[BEGIN DATA PROVIDED]
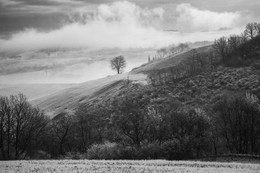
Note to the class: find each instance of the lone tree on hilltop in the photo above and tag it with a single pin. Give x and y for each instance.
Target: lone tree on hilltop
(118, 64)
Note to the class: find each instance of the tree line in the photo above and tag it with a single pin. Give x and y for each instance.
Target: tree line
(144, 122)
(232, 51)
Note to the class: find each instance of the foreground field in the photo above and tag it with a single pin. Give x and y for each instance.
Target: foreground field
(77, 166)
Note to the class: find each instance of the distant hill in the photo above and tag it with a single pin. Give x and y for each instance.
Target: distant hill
(169, 61)
(69, 99)
(32, 91)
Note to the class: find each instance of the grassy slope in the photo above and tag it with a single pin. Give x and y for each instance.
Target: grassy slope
(168, 61)
(70, 98)
(159, 166)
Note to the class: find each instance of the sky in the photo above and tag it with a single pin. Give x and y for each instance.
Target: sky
(82, 31)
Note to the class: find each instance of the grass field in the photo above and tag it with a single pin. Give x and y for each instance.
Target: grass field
(78, 166)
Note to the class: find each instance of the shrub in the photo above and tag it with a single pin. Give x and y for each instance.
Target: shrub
(106, 151)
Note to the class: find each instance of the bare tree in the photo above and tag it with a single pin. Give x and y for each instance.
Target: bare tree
(62, 125)
(234, 41)
(250, 30)
(257, 28)
(221, 47)
(118, 64)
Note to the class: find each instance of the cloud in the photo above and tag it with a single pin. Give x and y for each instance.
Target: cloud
(120, 24)
(193, 19)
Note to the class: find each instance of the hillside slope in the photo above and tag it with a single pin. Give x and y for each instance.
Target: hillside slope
(69, 99)
(32, 91)
(169, 61)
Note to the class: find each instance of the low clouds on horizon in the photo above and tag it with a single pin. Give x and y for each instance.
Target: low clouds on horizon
(95, 28)
(124, 24)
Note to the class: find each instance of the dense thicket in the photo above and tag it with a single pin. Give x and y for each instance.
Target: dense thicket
(21, 127)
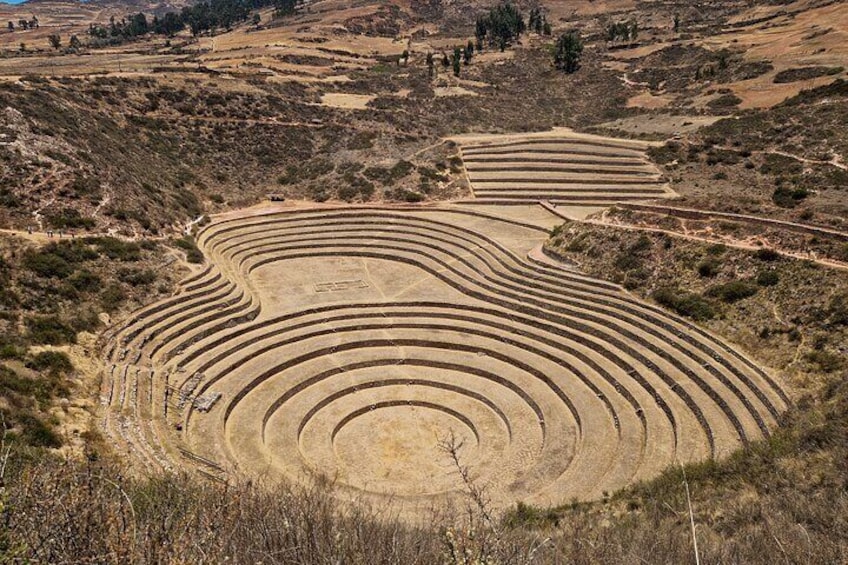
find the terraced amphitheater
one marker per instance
(562, 166)
(353, 342)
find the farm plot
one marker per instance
(358, 343)
(560, 167)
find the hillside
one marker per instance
(424, 282)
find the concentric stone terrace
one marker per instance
(353, 342)
(562, 167)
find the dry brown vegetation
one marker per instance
(143, 137)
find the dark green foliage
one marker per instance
(48, 265)
(36, 433)
(776, 164)
(825, 361)
(52, 362)
(567, 52)
(200, 17)
(389, 176)
(69, 218)
(837, 309)
(805, 73)
(623, 31)
(137, 277)
(193, 253)
(538, 22)
(84, 281)
(767, 278)
(733, 291)
(50, 330)
(501, 26)
(112, 297)
(709, 267)
(767, 254)
(115, 248)
(688, 304)
(787, 197)
(527, 516)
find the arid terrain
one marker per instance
(355, 264)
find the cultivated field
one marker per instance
(560, 166)
(360, 343)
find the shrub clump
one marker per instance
(767, 278)
(689, 304)
(50, 330)
(733, 291)
(193, 253)
(54, 363)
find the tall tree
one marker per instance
(567, 53)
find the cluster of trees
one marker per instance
(567, 52)
(501, 26)
(538, 22)
(24, 24)
(623, 31)
(208, 15)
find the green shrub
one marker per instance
[END DATA PROVIDED]
All entries must be written out again exactly as given, with no pictures in the copy.

§ RESULT OF THE TASK
Note to the class: find each instance of the lone tree on hilltop in the photo above and tag it with a single pin. Give x and y for each instance.
Target: lone tree on hilltop
(118, 64)
Note to the class: find each instance of the tree line in the photo above and tag it with a single pin. Give x and y for each instance.
Target: tree line
(144, 122)
(232, 51)
Note to the class: find each instance of the foreground field in the photo above and tag it with a single pin. Give x and y for each instance.
Target: foreground field
(77, 166)
Note to the class: find each instance of the distant hill in the photo above and tag it with a single pin. Give x and y for each instance.
Target: distant hill
(169, 61)
(69, 99)
(32, 91)
Note to the class: find each instance of the grassy slope in the photo above and tag it with a single pin. Give x and y for each instance.
Target: grassy slope
(168, 61)
(70, 98)
(159, 166)
Note to the class: find each instance of the sky in the photo above and tag it with a single pin. Give x and y for each instance.
Target: sky
(82, 31)
Note to the class: find each instance of the grass field in the photo above and tag it with a single pin. Give x and y for each instance.
Target: grass field
(78, 166)
Note to the class: find each instance of the shrub in the photo above and tag it with a single pin. Give x and y for each instance.
Target: shrub
(106, 151)
Note to the class: find each instance of the bare tree in the photo above and tag it with a single pin. Give x and y for each instance.
Target: bare tree
(62, 125)
(234, 41)
(250, 30)
(257, 28)
(221, 47)
(118, 64)
Note to the class: find each instance of the cloud in the photo above and tag it with a single pin. Give x and y for each instance.
Target: cloud
(120, 24)
(193, 19)
Note to the class: find each instance of the hillside slope in the photo above and tag it with a single pin. Give x and y for each instance.
Target: hillside slope
(69, 99)
(32, 91)
(169, 61)
Note to the class: find each instance of the low clouds on horizon in the photo above and tag it with a single pin. Give x and y for each instance.
Target: low clouds on horizon
(95, 28)
(124, 24)
Note to the class: find each instance of the dense thicket in the photo above and tag it with a single pin. Give x and y for each instance.
Target: dense thicket
(21, 127)
find the terraced amphitheater
one marker per instance
(562, 166)
(353, 342)
find the farm plot
one marker per instance
(358, 343)
(560, 167)
find the hillside
one marker per instance
(424, 282)
find the concentric stone terrace
one marker per instance
(353, 342)
(562, 167)
find the dry brown vegetation
one marker per instance
(143, 137)
find the dark green foliage
one marker per instance
(48, 265)
(36, 433)
(776, 164)
(825, 361)
(52, 362)
(567, 52)
(200, 17)
(389, 176)
(69, 218)
(837, 309)
(805, 73)
(623, 31)
(137, 277)
(193, 253)
(538, 22)
(84, 281)
(767, 278)
(733, 291)
(50, 330)
(501, 26)
(112, 297)
(709, 267)
(767, 254)
(115, 248)
(688, 304)
(787, 197)
(527, 516)
find the arid terrain
one marker per instance
(355, 264)
find the cultivated field
one marker per instance
(560, 166)
(360, 343)
find the shrub clump
one marker per instance
(767, 278)
(689, 304)
(50, 330)
(733, 291)
(193, 253)
(54, 363)
find the tall tree
one marker per instance
(567, 53)
find the cluster of trees
one marker per instance
(567, 52)
(501, 26)
(538, 22)
(24, 24)
(623, 31)
(208, 15)
find the green shrub
one marker per instance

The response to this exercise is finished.